• [ENUNCIADO]:
Reescreva em forma de lista numerada somente as linhas dos registros que vão da linha com "mountain slope category." até a linha com "176, 165, 238]]", ambas incluídas. Deixe de fora as linhas em branco.

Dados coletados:
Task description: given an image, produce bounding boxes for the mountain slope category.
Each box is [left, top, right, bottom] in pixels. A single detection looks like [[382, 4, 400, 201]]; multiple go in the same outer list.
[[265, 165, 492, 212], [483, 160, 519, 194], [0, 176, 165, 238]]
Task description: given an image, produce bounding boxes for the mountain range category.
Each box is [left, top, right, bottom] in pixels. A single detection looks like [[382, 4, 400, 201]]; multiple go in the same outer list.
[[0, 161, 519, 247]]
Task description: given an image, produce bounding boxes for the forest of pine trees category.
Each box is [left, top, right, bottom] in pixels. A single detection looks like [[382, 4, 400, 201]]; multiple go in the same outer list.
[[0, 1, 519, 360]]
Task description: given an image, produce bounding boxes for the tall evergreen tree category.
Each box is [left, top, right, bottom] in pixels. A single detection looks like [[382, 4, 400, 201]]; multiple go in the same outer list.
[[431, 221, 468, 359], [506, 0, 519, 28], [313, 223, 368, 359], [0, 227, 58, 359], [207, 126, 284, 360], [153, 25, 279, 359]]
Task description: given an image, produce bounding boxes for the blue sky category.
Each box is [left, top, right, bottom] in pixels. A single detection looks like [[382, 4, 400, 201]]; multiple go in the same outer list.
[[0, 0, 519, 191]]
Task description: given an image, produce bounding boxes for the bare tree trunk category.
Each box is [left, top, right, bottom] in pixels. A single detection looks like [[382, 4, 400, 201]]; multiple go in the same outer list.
---
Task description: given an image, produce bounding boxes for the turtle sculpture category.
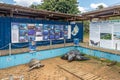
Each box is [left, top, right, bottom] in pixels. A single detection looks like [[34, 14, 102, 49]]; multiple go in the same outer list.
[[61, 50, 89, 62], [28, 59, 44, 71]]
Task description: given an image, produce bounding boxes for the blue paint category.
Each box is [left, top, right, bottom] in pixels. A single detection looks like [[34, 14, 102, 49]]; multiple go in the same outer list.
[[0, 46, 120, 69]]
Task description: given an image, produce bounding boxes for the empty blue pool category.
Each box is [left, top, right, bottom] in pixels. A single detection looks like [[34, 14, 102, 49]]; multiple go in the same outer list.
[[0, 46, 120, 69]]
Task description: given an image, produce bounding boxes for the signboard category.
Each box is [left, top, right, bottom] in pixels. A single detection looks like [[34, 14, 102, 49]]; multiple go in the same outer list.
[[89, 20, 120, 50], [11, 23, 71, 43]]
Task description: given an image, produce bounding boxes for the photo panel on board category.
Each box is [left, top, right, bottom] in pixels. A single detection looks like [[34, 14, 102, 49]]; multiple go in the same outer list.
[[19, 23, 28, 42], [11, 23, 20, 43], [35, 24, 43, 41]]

• [RESPOSTA CORRETA]:
1. Task description: given an image, produce bounding boxes for the mountain slope category.
2. Each box is [left, top, right, bottom] in pixels. A single detection looks like [[382, 4, 400, 201]]; multiple go in the same outer list.
3. [[265, 165, 492, 212], [483, 160, 519, 194], [0, 176, 165, 238]]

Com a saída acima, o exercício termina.